> Prompt 1: Please list every person named in the preamp review below.

> Extracted text:
▬▬▬▬▬▬▬▬▬▬

Toward the end of my listening, I got out an Allen wrench, removed the 16 hex screws holding the lid of the Rex II's power module in place, and flicked the switch that turns off the pair of 6C45 AC shunt-regulator tubes and turns on the 6H30s. In his review of the original version of the BAT—which he otherwise liked—Michael Fremer wrote that when he activated the 6H30s, "the Rex sounded 'tube-like' in the clichéd sense of the word: . . . somewhat soft overall, sluggish and thick in the bass," with a soundstage that was "narrowed and squeezed forward." I heard the same effects. When I played Maria Schneider's The Thompson Fields, Scott Robinson's clarinet still sounded pretty, but his subtle phrasing was now muffled, and the horns melded together as a homogeneous color with little sense of distinct blowing or tonal variation. I don't like the idea of letting consumers pick their flavor. (As Stephen Colbert's cranky character barked on his old Comedy Central show, "Pick a side, dammit!") But even conceding the merits of having some flexibility, I can't imagine anyone preferring the 6H30s' sound. Nor is it likely that anyone who can lay down $25,000 for a line preamp would own a system so bright and etch-y that it would need such massive mellowing.

▬▬▬▬▬▬▬▬▬▬

> Material to process:
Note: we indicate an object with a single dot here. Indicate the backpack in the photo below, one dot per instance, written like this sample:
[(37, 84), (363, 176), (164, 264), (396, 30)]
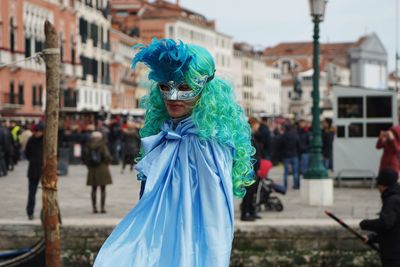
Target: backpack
[(93, 157)]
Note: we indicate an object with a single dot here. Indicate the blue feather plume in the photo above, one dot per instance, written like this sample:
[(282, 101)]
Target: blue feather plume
[(166, 59)]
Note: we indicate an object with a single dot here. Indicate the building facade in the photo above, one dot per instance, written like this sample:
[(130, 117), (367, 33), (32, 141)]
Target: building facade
[(361, 63), (22, 36), (257, 86), (94, 58), (162, 19), (123, 77)]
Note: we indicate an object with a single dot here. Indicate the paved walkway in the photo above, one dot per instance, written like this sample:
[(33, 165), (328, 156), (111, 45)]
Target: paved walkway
[(74, 199)]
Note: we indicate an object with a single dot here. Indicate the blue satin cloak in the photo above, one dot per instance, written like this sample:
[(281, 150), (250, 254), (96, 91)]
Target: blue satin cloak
[(185, 216)]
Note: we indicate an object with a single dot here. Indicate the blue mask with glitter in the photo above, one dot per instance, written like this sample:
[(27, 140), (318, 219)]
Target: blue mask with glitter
[(180, 90), (168, 62)]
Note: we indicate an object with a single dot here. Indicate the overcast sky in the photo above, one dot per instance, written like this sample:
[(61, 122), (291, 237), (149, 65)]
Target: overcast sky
[(269, 22)]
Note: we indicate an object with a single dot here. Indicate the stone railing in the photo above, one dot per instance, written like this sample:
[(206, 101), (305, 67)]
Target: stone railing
[(255, 245)]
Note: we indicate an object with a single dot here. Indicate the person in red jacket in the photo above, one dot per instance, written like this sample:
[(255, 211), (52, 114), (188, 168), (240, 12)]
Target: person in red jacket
[(389, 141)]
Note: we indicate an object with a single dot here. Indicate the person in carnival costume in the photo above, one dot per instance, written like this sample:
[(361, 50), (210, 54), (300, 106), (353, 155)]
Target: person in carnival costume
[(196, 156)]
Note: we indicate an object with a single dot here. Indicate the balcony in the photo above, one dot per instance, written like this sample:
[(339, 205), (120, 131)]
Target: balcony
[(10, 101)]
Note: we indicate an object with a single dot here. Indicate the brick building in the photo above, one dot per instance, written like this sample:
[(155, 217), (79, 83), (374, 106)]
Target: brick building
[(257, 85), (360, 63), (22, 35), (162, 19)]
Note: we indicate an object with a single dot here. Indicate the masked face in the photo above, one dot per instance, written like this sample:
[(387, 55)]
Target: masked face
[(180, 108), (177, 91)]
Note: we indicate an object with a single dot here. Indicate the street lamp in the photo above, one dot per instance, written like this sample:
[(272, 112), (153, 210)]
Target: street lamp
[(317, 188)]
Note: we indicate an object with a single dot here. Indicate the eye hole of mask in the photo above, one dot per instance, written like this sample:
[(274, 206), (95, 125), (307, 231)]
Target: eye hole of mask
[(184, 87), (163, 87)]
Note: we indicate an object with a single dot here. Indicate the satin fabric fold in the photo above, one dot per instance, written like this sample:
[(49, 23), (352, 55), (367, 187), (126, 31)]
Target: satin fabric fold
[(185, 216)]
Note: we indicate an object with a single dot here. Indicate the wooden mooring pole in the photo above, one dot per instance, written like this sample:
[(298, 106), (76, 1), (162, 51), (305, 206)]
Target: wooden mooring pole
[(51, 224)]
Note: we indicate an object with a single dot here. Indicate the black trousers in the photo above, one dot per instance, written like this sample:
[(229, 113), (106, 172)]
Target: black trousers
[(32, 188), (248, 207)]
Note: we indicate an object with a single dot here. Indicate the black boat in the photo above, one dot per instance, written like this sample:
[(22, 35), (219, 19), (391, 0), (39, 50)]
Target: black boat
[(24, 257)]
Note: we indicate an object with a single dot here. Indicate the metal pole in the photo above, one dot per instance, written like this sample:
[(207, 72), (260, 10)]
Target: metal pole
[(397, 44), (316, 170), (51, 223)]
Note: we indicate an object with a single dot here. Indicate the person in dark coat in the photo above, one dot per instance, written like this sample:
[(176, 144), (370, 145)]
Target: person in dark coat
[(263, 138), (9, 149), (389, 141), (386, 229), (248, 209), (34, 154), (290, 153), (304, 145), (130, 146), (114, 140), (98, 172), (328, 134)]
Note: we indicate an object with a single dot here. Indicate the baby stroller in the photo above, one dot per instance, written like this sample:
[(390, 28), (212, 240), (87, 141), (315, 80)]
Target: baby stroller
[(266, 187)]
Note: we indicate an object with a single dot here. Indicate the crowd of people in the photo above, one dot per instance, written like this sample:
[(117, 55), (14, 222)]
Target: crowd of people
[(116, 142), (287, 142)]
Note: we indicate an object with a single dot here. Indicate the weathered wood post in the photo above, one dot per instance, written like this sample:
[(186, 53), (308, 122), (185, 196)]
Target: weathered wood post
[(51, 224)]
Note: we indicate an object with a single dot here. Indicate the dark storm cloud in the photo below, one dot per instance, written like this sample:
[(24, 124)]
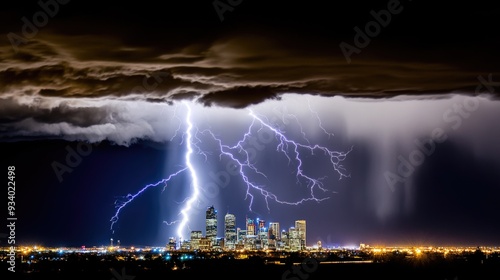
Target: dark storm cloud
[(236, 71)]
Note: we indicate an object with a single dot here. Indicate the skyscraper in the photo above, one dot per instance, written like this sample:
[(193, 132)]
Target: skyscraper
[(229, 231), (211, 224), (250, 227), (300, 225), (274, 231)]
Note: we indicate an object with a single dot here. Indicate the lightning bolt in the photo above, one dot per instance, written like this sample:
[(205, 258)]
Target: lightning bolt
[(293, 151), (192, 172), (119, 205)]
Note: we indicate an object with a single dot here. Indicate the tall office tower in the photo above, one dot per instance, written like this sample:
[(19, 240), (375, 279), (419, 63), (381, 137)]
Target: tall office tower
[(262, 223), (294, 239), (211, 224), (229, 231), (274, 231), (250, 227), (300, 225), (195, 239), (242, 234)]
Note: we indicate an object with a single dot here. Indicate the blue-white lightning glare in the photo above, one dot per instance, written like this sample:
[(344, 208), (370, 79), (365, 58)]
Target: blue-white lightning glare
[(248, 168), (192, 172)]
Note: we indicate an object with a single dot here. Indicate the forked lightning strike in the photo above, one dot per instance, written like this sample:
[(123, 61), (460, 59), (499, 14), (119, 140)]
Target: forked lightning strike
[(292, 150)]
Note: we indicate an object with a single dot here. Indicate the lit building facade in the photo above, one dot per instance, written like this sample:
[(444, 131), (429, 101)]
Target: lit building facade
[(300, 225), (211, 224), (230, 237)]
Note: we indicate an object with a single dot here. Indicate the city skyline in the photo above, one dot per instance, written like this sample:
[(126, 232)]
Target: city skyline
[(255, 235), (376, 123)]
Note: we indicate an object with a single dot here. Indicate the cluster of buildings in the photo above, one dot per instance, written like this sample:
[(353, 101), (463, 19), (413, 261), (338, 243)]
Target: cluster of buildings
[(255, 236)]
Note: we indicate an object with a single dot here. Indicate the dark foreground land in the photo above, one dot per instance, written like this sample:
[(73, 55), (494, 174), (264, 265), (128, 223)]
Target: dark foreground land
[(258, 267)]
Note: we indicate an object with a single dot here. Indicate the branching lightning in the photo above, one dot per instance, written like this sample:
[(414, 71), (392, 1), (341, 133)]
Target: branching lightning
[(293, 150), (192, 172), (119, 205)]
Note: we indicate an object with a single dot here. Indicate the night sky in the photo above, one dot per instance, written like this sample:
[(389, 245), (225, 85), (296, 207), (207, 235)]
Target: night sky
[(389, 138)]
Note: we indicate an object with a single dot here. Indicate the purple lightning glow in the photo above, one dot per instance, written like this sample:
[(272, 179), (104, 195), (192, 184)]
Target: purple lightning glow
[(192, 172), (293, 150), (130, 197), (284, 145)]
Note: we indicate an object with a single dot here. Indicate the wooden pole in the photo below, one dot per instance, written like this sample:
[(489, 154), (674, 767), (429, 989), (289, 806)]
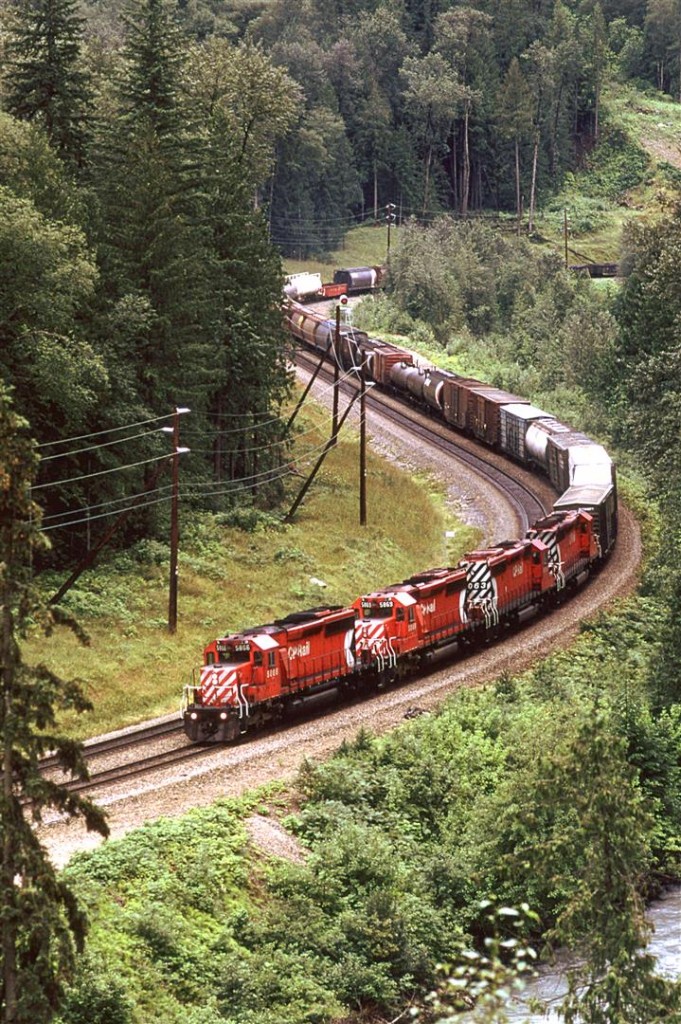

▬▬▬▬▬▬▬▬▬▬

> Prompt 2: From the entries, reproduce the lines starting at the line with "Indicate the tall" up to and including the line with "Target: tall office tower".

> Problem solution 1:
Michael Fremer
Maria Schneider
Scott Robinson
Stephen Colbert

> Problem solution 2:
Note: we indicate an object with a single dot here. Indicate the tall office tower in the photo above, one dot per instance, written like this sample:
[(19, 240), (375, 279), (419, 63), (381, 137)]
Target: tall office tower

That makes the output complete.